start INPUT ROWS

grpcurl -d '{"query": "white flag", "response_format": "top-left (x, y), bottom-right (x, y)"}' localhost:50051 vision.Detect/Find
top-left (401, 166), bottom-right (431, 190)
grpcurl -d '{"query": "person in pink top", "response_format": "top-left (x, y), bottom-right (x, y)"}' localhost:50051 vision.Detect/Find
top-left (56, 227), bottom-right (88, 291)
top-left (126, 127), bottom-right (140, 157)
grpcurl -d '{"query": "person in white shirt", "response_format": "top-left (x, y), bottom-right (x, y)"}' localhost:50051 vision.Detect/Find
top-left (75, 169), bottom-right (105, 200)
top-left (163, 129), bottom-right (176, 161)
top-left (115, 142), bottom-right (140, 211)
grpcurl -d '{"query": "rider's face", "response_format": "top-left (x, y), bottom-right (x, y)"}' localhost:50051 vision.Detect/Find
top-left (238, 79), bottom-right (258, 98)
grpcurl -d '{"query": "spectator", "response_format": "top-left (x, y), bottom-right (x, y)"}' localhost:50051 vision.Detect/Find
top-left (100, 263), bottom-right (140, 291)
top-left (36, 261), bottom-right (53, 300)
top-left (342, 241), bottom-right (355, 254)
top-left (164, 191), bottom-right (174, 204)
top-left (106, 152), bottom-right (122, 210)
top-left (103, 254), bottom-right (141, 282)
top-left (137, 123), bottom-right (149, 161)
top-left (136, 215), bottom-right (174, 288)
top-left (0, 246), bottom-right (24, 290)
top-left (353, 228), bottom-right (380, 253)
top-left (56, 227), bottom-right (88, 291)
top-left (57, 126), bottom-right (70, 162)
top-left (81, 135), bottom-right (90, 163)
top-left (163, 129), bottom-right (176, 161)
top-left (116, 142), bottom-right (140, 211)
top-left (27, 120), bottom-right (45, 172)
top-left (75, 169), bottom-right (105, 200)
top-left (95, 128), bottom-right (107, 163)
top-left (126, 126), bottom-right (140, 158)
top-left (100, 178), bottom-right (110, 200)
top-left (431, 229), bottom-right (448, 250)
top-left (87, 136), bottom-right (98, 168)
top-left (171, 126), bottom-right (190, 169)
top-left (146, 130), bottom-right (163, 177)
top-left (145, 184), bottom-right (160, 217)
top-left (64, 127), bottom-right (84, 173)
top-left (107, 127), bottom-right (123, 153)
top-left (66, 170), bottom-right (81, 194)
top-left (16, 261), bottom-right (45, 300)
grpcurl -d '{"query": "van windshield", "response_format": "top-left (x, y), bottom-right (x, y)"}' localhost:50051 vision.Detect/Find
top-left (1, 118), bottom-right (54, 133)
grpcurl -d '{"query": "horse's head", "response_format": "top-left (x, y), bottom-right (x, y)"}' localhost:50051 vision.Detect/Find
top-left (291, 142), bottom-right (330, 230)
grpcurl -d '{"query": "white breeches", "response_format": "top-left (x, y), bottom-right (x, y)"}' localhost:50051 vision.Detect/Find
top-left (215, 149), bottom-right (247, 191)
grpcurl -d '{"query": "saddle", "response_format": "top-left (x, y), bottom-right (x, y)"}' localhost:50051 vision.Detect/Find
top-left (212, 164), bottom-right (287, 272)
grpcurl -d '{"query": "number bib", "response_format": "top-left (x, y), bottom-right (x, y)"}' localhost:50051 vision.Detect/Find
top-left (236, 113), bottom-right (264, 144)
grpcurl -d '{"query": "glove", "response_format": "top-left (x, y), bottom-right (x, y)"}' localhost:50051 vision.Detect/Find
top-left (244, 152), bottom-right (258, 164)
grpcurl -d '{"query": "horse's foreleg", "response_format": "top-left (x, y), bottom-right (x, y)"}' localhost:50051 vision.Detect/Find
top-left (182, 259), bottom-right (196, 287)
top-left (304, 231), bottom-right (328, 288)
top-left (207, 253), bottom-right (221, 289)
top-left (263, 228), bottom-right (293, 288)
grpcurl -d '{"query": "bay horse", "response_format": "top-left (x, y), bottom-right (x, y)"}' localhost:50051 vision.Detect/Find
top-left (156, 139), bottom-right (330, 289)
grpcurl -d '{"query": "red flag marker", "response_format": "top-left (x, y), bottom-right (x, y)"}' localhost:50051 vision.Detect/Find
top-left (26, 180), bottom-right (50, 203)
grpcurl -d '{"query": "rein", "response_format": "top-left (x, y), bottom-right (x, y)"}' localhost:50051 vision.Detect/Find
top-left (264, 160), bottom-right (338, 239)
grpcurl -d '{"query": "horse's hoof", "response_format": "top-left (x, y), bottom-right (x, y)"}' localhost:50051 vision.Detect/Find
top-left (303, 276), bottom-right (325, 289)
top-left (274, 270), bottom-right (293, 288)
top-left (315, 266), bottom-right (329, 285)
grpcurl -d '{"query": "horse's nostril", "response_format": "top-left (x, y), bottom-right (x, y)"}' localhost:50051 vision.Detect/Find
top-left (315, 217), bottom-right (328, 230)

end INPUT ROWS

- **WHAT IS NEEDED**
Copy every one of the records above verbatim, keeping each line unchanged.

- **SOLVED PROBLEM**
grpcurl -d '{"query": "white flag", "response_format": "top-left (x, y), bottom-right (x, y)"}' localhost:50051 vision.Detect/Find
top-left (401, 166), bottom-right (431, 190)
grpcurl -d '{"query": "person in pink top", "response_format": "top-left (x, y), bottom-right (x, y)"}' localhost:50051 vision.Detect/Find
top-left (56, 227), bottom-right (88, 291)
top-left (126, 127), bottom-right (140, 157)
grpcurl -d '{"query": "person in white shirt", "response_format": "top-left (x, y), bottom-right (x, y)"}' localhost:50051 vision.Detect/Find
top-left (75, 169), bottom-right (105, 200)
top-left (163, 129), bottom-right (176, 161)
top-left (115, 142), bottom-right (140, 211)
grpcurl -d '{"query": "rider's face", "response_format": "top-left (x, y), bottom-right (x, y)"}' localhost:50051 vision.Detect/Find
top-left (238, 79), bottom-right (258, 98)
grpcurl -d '{"query": "spectator", "response_format": "top-left (x, y), bottom-right (x, y)"}' localhost:50051 vision.Detect/Find
top-left (100, 263), bottom-right (140, 291)
top-left (36, 261), bottom-right (53, 300)
top-left (342, 241), bottom-right (355, 254)
top-left (164, 191), bottom-right (174, 204)
top-left (106, 152), bottom-right (122, 210)
top-left (103, 254), bottom-right (141, 282)
top-left (137, 123), bottom-right (149, 161)
top-left (136, 215), bottom-right (174, 288)
top-left (0, 246), bottom-right (24, 290)
top-left (353, 228), bottom-right (380, 253)
top-left (56, 227), bottom-right (88, 291)
top-left (57, 126), bottom-right (70, 162)
top-left (81, 135), bottom-right (90, 163)
top-left (163, 129), bottom-right (176, 161)
top-left (116, 142), bottom-right (140, 211)
top-left (27, 120), bottom-right (45, 172)
top-left (75, 169), bottom-right (105, 200)
top-left (95, 128), bottom-right (107, 163)
top-left (126, 126), bottom-right (140, 158)
top-left (100, 178), bottom-right (110, 200)
top-left (431, 229), bottom-right (448, 250)
top-left (87, 136), bottom-right (98, 168)
top-left (171, 126), bottom-right (190, 169)
top-left (146, 130), bottom-right (163, 177)
top-left (145, 184), bottom-right (160, 217)
top-left (64, 127), bottom-right (84, 173)
top-left (107, 127), bottom-right (123, 153)
top-left (66, 170), bottom-right (81, 194)
top-left (16, 261), bottom-right (45, 300)
grpcurl -d '{"query": "van windshield", "response_format": "top-left (x, y), bottom-right (x, y)"}' localhost:50051 vision.Detect/Find
top-left (1, 118), bottom-right (54, 133)
grpcurl -d '{"query": "horse's head", "response_format": "top-left (x, y), bottom-right (x, y)"}' localhost:50051 vision.Detect/Find
top-left (291, 142), bottom-right (330, 230)
grpcurl -d '{"query": "white breeches", "response_format": "top-left (x, y), bottom-right (x, y)"}' localhost:50051 vision.Detect/Find
top-left (215, 149), bottom-right (247, 191)
grpcurl -d '{"query": "saddle", "response_format": "top-left (x, y), bottom-right (x, y)"}' localhost:50051 vision.Detect/Find
top-left (212, 164), bottom-right (287, 272)
grpcurl -d '{"query": "number bib", "response_format": "top-left (x, y), bottom-right (x, y)"}' localhost:50051 vision.Detect/Find
top-left (236, 113), bottom-right (264, 144)
grpcurl -d '{"query": "glove", "response_format": "top-left (x, y), bottom-right (x, y)"}' localhost:50051 vision.Detect/Find
top-left (244, 152), bottom-right (258, 164)
grpcurl -d '{"query": "horse's foreleg", "response_format": "top-left (x, y), bottom-right (x, y)"}' localhost:50051 vision.Detect/Find
top-left (182, 259), bottom-right (196, 287)
top-left (304, 231), bottom-right (328, 288)
top-left (207, 253), bottom-right (221, 289)
top-left (263, 228), bottom-right (293, 288)
grpcurl -d '{"query": "bay horse", "response_format": "top-left (x, y), bottom-right (x, y)"}' localhost:50051 vision.Detect/Find
top-left (156, 139), bottom-right (330, 289)
grpcurl -d '{"query": "red flag marker", "response_format": "top-left (x, y), bottom-right (x, y)"}' localhost:50051 vision.Detect/Find
top-left (26, 180), bottom-right (50, 203)
grpcurl -d '{"query": "rein", "response_format": "top-left (x, y), bottom-right (x, y)"}' localhost:50051 vision.Detect/Find
top-left (264, 160), bottom-right (338, 239)
grpcurl -d '{"query": "horse's hoof", "response_format": "top-left (x, y), bottom-right (x, y)"}' localhost:50051 vision.Detect/Find
top-left (303, 276), bottom-right (325, 289)
top-left (274, 270), bottom-right (293, 288)
top-left (315, 266), bottom-right (329, 285)
grpcurl -d '{"query": "horse's nostril", "response_format": "top-left (x, y), bottom-right (x, y)"}' localhost:50051 vision.Detect/Find
top-left (315, 217), bottom-right (328, 230)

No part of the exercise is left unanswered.